◆ CHALLENGE
Produce an exact transcription of the listing below, omitting the pictures.

◆ DATA FOR THIS TASK

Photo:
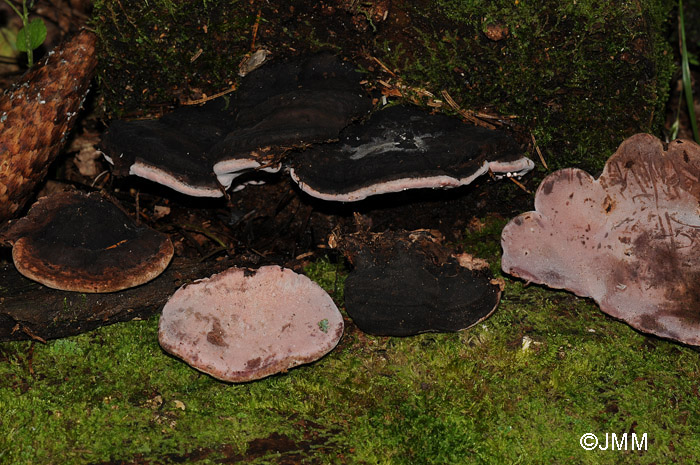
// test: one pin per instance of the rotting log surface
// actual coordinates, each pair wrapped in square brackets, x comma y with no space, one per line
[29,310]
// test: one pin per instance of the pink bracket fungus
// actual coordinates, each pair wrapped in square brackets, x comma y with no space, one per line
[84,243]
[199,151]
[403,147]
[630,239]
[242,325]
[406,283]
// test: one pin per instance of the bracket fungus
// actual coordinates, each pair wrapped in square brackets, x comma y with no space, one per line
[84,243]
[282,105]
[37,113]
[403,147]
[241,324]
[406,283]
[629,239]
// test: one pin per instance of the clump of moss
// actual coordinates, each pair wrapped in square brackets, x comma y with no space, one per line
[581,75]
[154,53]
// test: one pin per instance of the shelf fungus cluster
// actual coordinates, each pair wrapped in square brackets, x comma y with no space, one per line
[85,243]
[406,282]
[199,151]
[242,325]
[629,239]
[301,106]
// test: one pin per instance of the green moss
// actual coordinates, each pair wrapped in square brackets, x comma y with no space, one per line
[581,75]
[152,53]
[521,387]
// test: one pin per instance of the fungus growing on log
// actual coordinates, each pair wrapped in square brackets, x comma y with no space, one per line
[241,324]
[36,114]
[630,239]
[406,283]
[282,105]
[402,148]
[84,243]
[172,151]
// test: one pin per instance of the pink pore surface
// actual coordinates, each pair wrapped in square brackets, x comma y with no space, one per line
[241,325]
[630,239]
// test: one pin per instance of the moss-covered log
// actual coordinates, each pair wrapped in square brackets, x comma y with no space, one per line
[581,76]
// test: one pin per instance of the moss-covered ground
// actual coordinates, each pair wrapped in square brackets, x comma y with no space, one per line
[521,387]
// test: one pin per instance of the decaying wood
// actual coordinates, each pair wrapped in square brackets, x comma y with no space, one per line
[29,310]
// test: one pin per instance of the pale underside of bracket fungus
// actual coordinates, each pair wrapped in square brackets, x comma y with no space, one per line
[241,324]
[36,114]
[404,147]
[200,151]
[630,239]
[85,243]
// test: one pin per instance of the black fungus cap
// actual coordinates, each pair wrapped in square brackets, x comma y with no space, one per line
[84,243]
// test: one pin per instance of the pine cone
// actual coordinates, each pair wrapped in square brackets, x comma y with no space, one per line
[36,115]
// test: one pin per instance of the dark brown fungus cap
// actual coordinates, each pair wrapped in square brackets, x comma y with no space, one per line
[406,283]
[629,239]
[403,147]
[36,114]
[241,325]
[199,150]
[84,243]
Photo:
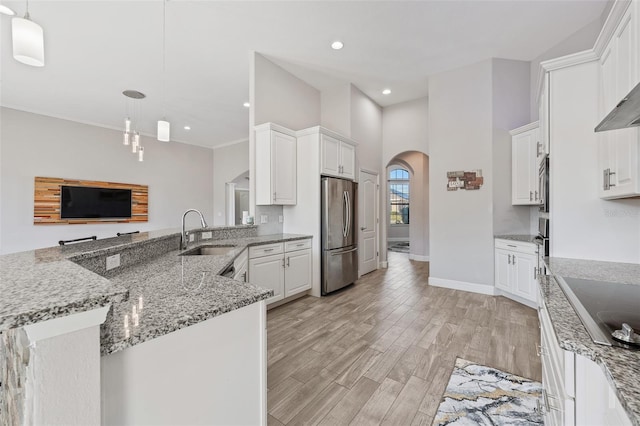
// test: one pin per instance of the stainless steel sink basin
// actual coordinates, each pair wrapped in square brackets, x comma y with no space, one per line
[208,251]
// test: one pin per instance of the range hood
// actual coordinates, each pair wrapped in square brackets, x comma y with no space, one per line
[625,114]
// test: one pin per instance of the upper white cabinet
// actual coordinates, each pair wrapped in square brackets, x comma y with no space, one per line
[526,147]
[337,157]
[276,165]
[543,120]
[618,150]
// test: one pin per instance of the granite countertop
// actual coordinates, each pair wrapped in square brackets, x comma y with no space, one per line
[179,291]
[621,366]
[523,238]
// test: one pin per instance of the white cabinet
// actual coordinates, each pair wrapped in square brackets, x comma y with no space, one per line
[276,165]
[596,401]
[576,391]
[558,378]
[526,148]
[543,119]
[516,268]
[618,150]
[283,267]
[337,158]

◆ WRITTEN SOLUTION
Photo:
// test: one pin per instance of the rotting log surface
// actual coordinates, each pair wrapped in square brackets, x comma y with no space, one per line
[29,310]
// test: one pin per instance of the pink bracket fungus
// actual coordinates, each pair wrapped in square brackets, x comma y with no space, one per line
[84,243]
[199,151]
[403,147]
[630,239]
[242,325]
[406,283]
// test: one pin per instance of the bracket fungus
// actual coordinates, each pair wrapped in square brackets, x comma y with no space, one per line
[84,243]
[282,105]
[37,113]
[403,147]
[241,324]
[406,283]
[629,239]
// test: one pin per instance of the clump of moss
// actual coordinates, each pair wrapped in square brackets, x comma y with no space, one per line
[581,75]
[154,53]
// test: one pin per instance of the shelf fungus cluster
// actual coordinates, each pair wrapped in square brackets, x comma y with no space, one per line
[85,243]
[406,282]
[199,151]
[242,325]
[629,239]
[301,106]
// test: one pin per instance of the green moss
// actual coordinates, each pair wrapped in square brackets, x comma y with no space, one per line
[581,75]
[152,53]
[521,387]
// test: one pin per instance of the fungus growing on log
// actual coordinates, each pair wrapped in square brackets, x comma y with no space, one per line
[241,324]
[36,114]
[630,239]
[406,283]
[282,105]
[402,148]
[84,243]
[172,151]
// test: one pin per instance of the pink pore surface
// actual coordinates, each pair wrapped in square brackets, x comma y with no space, one per line
[241,325]
[630,239]
// test: one pin per instance of the moss-covered log
// actual coordinates, each pair wrapped in square brackets, x comma y with no space, one per line
[581,76]
// test: one pin per instance of the moss-covered ground
// actual coordinates, each pair wrapped in square brackets, x comma y with no space, one per line
[521,387]
// test: one pin per instance of the decaying wood
// actual coordinates, each pair wrapped in square brackets, x comma y with no space, one per line
[29,310]
// test: one pin per instance of the pale underside of bracket fungus
// actual coordinates, each pair wrapped in square brackets, x comma y with no space, one per line
[241,324]
[36,114]
[404,147]
[200,151]
[630,239]
[85,243]
// test: one pin per instance of the black fungus cap
// actual coordinates, each pair wrapped in square brackets, x comma y with no space, one per line
[84,243]
// test: one pin per instance of the pine cone
// actual coordinates, each pair wrapped in square brackets, x comma y with no space, one per line
[36,115]
// test: one pin per instance of the dark brown fungus cap
// actual coordinates, each pair wrapped in square brackets, x comma y with no space, one per line
[406,283]
[629,239]
[403,147]
[36,114]
[241,325]
[199,150]
[84,243]
Photo:
// test: one pin per instance of the stainless steel sink basin
// actual coordinates, each pair wrapped in square brackets, x comma y with no space, one per line
[208,251]
// test: one pin per instance of the range hood
// actual coordinates, each pair wrapped in square brackets, x comma y with no space, one per line
[625,114]
// test: one pin per instance of the upper white cabinet
// actual coordinates, each pair wrapped in square brackets, x comma y with no space, one per line
[526,147]
[337,157]
[276,165]
[543,120]
[618,150]
// test: one pin per instance of the granite countertop
// actual coordinates, each pair wrapped in square brackets, x comma y with no space, one per line
[179,291]
[621,366]
[523,238]
// test: one pin per instance of the white cabinet
// actual coordinates, each pair wrapped in square brackets, x comma y with no space, one per line
[276,165]
[596,401]
[576,391]
[558,378]
[526,148]
[543,119]
[516,268]
[618,150]
[283,267]
[337,158]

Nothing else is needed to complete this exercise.